Exercise requirements —
Answer these questions from the text about pregnancy below.
1. At how many weeks did the writer show with Mini-Me?
2. How far along was the writer when walking into the shop?
3. How overdue did the writer claim to be when the shop assistant asked?

Provided text —
--

With Mini-Me, I showed at 10 weeks.

With Princess, I got to 7 weeks before I got fed up trying to hide my bump.

I have always been quite slim so in fairness, trying to hide a bump was never going to be easy, but even loose tops didn’t cover my little (or not so little) secret.

We never really got the chance to keep it to ourselves until after the 12 week scan, but hey!
So you can imagine how big I was by 30 weeks. I looked bigger than most expectant Mammas look at full term. I remember walking into a shop one day at 31 weeks and the look of panic on the shop assistant’s face when she clocked the BUMP was hilarious. She approached me and flew through the usual chitchat to get straight to her point.
“When are you due love?”

I couldn’t help myself my Pretties. It was out before I even thought about it.
“Ten days ago”, I answered, shaking my head and rubbing my big belly, “I’m hoping a walk around the shops will help get me started.” (added puffs for effect…pause as if wincing in pain…)

“Here let me help you!” I swear to God, she ran around that shop filling my wee basket so quickly, I really couldn’t keep up with her.

“All the best now Lovey, I hope all goes well!” she cooed after me as I left. I’m pretty sure she needed a strong drink after that. and yes, I shouldn’t have lied, but I was fed up.

bump1

For almost 10 months, you become the property of the world. (and yes, it is 10 months…9 my arse.)
EVERYONE has an opinion.

--

Data shown —
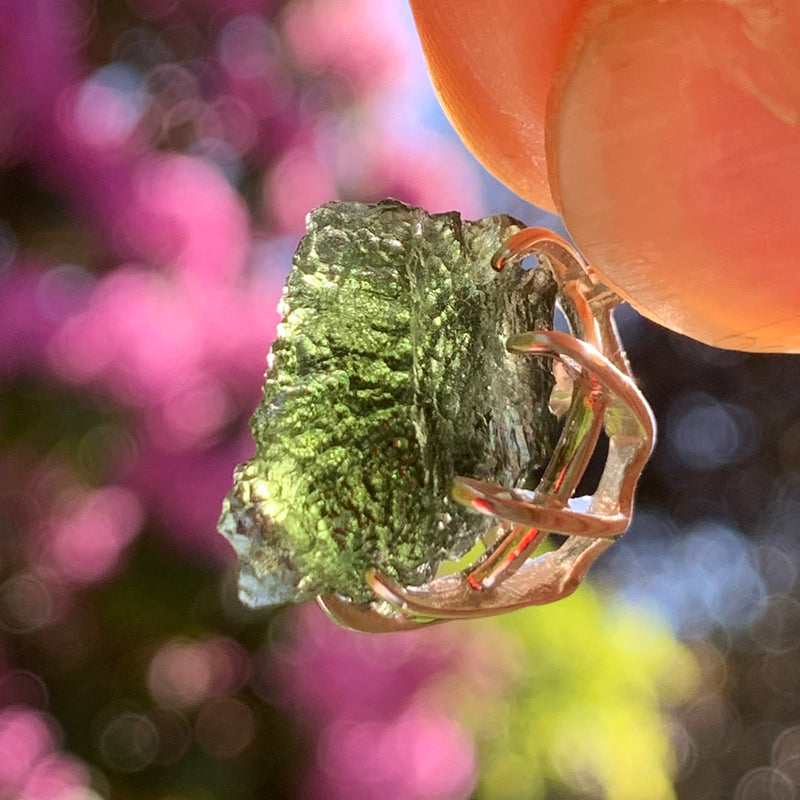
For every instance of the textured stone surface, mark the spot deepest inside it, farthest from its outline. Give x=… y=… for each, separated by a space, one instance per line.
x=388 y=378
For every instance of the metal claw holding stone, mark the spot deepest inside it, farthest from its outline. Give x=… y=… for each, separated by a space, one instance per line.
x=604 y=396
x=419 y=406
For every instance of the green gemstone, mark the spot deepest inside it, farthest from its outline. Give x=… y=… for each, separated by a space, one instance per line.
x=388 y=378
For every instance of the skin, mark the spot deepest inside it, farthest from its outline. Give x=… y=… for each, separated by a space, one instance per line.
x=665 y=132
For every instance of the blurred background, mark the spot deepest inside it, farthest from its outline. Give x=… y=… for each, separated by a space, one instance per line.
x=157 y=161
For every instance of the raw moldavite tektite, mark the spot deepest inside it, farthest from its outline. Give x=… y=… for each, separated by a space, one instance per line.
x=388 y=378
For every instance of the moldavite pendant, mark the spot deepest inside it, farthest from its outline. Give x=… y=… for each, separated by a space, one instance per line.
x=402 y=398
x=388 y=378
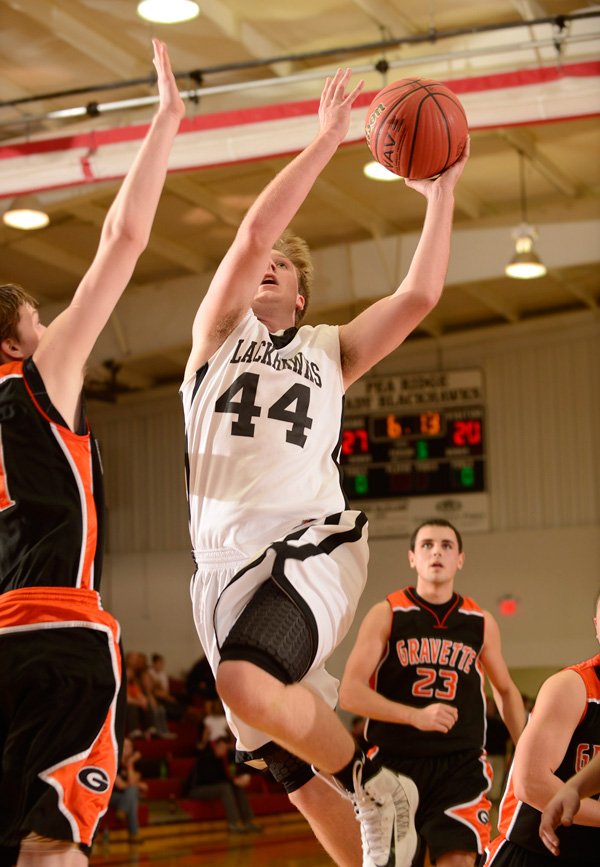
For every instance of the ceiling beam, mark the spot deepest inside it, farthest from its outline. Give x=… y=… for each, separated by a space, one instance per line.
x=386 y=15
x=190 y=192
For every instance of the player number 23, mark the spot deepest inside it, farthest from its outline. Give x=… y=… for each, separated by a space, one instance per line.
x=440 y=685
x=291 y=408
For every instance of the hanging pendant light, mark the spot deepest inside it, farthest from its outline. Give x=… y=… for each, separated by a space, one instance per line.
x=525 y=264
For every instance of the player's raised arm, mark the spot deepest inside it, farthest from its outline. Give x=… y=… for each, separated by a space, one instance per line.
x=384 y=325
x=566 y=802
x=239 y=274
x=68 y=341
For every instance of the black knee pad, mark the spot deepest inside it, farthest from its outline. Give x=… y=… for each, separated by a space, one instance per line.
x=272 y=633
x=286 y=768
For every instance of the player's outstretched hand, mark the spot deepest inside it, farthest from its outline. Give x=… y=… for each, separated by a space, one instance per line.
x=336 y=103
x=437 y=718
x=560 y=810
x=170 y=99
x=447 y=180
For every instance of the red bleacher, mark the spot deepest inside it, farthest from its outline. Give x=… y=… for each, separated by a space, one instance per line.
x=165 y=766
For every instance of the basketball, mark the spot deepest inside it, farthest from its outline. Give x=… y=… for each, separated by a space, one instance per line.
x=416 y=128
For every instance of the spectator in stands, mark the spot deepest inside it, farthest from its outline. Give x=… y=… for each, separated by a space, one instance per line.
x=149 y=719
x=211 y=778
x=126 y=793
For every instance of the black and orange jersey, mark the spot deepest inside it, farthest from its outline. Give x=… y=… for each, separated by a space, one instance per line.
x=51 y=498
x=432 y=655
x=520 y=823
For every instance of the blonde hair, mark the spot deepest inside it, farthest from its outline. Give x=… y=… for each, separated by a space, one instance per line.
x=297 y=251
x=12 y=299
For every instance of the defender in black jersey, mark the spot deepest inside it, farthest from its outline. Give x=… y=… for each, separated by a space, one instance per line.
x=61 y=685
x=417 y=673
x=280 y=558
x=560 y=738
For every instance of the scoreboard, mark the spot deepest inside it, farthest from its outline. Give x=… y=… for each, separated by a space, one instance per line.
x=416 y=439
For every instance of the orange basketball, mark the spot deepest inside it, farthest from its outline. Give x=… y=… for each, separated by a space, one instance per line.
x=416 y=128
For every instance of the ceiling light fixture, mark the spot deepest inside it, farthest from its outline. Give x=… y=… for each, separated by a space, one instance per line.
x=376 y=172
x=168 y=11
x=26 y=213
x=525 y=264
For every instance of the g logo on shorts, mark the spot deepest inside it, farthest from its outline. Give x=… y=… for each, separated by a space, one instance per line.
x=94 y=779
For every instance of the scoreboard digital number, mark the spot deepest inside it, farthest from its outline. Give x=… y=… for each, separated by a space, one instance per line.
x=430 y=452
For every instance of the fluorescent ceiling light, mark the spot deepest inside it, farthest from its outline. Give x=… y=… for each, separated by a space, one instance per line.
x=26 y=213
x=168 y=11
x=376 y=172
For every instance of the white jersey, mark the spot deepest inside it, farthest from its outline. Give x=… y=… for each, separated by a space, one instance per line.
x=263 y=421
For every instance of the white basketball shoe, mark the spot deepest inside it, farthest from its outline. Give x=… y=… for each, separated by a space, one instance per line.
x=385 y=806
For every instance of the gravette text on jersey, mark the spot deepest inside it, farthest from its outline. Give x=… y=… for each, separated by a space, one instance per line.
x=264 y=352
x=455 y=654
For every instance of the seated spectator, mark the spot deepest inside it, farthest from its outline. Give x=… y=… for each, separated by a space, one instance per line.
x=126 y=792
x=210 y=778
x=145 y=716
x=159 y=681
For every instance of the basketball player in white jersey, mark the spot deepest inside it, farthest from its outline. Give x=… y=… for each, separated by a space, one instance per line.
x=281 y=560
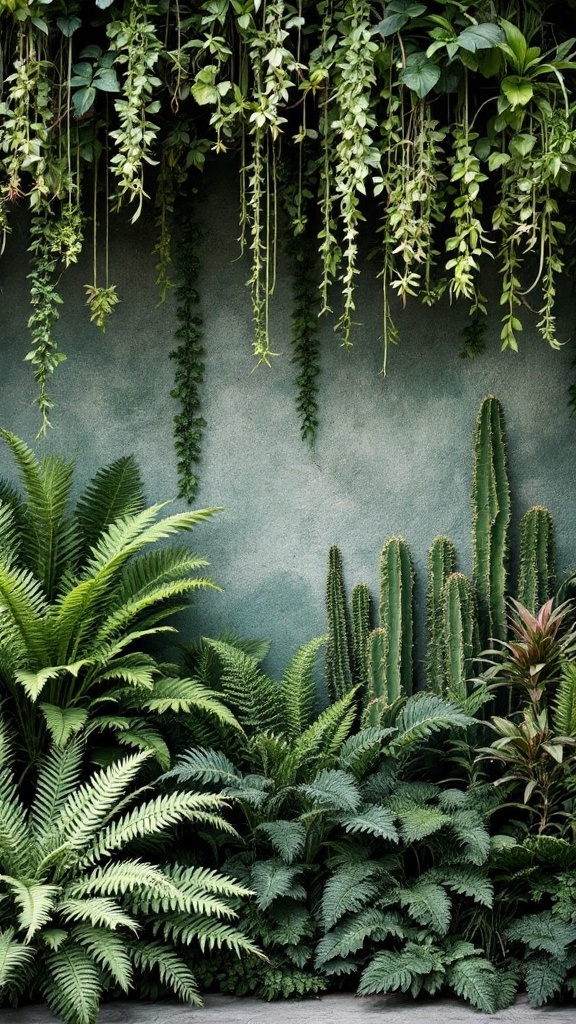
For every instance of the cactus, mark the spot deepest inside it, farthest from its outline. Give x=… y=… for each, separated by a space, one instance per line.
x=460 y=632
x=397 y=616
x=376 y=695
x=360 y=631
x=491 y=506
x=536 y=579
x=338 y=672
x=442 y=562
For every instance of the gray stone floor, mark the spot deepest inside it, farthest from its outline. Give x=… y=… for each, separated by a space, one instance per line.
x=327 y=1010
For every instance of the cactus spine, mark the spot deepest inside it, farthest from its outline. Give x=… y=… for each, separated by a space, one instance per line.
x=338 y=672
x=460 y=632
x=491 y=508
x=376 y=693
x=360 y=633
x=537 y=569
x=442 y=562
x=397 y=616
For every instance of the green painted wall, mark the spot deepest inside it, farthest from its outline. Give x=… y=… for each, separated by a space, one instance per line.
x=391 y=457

--

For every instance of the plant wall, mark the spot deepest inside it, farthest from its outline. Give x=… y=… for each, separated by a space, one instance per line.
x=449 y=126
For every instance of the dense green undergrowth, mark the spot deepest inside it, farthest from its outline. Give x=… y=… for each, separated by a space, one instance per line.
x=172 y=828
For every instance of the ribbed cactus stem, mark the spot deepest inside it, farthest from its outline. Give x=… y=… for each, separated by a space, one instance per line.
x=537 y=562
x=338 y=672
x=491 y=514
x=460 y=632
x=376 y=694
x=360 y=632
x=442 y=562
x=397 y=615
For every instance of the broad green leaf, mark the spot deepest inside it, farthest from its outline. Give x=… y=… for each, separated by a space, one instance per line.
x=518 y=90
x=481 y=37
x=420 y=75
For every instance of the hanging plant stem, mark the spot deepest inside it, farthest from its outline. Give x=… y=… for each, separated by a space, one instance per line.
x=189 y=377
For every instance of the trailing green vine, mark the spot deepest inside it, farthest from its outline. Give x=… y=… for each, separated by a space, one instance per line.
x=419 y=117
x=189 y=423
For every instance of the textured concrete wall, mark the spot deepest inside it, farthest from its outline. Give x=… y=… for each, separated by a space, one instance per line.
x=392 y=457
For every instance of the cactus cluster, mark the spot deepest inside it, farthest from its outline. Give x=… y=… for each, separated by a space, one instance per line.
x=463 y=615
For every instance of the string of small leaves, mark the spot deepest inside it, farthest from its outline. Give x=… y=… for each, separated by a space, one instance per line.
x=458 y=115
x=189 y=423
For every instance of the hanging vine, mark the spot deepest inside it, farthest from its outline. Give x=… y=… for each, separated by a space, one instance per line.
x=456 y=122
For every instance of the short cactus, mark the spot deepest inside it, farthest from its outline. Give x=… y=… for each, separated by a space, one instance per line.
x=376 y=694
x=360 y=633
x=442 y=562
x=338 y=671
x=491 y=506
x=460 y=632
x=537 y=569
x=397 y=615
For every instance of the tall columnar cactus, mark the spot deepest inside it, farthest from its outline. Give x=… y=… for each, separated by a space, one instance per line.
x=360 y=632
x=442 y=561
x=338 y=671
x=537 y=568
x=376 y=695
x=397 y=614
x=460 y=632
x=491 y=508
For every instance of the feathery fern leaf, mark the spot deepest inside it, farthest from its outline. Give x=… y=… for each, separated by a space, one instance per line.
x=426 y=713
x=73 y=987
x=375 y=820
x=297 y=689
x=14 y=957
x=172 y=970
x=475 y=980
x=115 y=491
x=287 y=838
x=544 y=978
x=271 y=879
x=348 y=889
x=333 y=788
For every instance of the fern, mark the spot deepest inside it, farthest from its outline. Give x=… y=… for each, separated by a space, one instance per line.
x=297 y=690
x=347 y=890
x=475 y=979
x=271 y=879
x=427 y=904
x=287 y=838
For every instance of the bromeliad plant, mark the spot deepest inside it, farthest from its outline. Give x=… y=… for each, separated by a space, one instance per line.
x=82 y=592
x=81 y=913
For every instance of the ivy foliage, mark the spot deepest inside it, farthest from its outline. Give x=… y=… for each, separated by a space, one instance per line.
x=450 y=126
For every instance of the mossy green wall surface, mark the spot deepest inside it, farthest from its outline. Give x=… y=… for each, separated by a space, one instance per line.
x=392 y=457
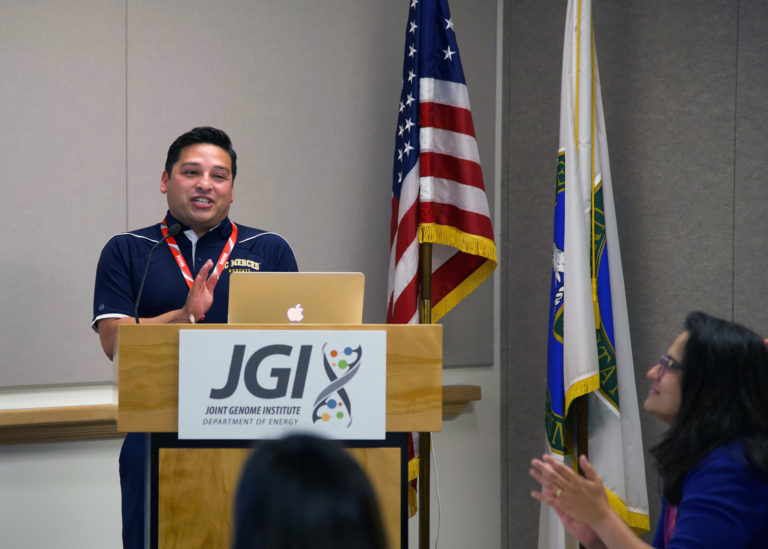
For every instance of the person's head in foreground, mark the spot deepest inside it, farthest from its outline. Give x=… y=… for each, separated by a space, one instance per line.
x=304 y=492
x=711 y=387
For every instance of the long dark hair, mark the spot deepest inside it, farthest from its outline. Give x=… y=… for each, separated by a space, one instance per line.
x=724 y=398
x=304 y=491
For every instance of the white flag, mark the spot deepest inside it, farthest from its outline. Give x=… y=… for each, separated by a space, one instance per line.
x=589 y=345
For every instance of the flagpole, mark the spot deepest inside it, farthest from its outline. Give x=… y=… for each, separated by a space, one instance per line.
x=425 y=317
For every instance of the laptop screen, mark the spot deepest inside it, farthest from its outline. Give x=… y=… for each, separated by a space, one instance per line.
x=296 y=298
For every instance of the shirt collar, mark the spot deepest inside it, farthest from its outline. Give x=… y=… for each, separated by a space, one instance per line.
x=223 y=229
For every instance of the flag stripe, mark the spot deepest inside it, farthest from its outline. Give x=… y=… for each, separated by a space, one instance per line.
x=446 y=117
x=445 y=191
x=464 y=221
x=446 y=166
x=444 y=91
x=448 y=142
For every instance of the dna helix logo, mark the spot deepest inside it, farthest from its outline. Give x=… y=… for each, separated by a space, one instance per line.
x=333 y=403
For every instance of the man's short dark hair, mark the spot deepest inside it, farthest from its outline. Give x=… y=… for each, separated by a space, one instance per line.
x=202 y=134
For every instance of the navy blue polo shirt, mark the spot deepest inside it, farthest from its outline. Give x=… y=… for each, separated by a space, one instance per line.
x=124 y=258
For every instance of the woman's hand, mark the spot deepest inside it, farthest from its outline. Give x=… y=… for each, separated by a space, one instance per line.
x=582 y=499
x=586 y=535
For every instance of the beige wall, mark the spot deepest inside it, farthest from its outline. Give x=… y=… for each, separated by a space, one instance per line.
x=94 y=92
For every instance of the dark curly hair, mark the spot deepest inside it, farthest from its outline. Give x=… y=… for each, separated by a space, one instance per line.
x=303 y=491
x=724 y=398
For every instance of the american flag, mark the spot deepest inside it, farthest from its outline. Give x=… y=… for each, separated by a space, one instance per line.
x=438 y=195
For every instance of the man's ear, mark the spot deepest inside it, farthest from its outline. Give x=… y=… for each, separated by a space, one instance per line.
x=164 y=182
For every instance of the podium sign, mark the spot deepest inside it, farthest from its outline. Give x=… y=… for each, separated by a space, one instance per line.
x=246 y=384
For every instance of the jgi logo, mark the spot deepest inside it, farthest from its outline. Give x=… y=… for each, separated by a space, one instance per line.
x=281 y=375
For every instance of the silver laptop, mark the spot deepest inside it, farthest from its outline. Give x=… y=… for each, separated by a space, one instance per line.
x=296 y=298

--

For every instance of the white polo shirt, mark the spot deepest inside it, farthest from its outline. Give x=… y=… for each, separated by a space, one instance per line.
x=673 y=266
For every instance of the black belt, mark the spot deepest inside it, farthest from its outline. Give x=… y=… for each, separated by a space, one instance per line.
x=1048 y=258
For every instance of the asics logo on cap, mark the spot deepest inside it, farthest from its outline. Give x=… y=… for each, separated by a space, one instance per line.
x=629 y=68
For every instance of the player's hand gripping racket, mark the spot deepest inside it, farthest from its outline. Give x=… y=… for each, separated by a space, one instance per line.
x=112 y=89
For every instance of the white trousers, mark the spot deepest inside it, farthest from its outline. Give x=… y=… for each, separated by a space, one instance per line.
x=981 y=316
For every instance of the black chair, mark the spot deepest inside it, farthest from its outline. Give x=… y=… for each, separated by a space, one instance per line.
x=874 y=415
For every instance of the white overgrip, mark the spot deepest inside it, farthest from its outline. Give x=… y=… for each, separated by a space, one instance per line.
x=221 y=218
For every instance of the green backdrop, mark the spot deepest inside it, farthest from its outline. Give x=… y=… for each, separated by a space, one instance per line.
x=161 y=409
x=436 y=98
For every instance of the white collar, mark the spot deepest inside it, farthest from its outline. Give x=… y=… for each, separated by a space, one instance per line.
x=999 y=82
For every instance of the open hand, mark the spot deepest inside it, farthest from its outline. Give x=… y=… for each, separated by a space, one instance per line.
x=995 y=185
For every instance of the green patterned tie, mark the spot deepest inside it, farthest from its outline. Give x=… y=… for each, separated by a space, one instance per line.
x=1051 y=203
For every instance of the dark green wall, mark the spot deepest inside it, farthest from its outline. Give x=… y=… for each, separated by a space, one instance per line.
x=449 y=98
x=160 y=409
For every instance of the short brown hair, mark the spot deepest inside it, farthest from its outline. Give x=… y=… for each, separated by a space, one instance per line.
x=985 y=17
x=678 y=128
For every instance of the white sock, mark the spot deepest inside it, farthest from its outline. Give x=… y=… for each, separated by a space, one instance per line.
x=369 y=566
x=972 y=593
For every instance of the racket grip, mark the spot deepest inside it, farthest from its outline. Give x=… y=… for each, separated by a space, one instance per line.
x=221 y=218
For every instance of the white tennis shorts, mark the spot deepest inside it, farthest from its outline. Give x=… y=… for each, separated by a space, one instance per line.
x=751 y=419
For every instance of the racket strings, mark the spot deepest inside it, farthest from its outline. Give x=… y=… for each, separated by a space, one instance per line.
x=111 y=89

--

Result of the task —
1. 10 weeks
2. 31 weeks
3. Ten days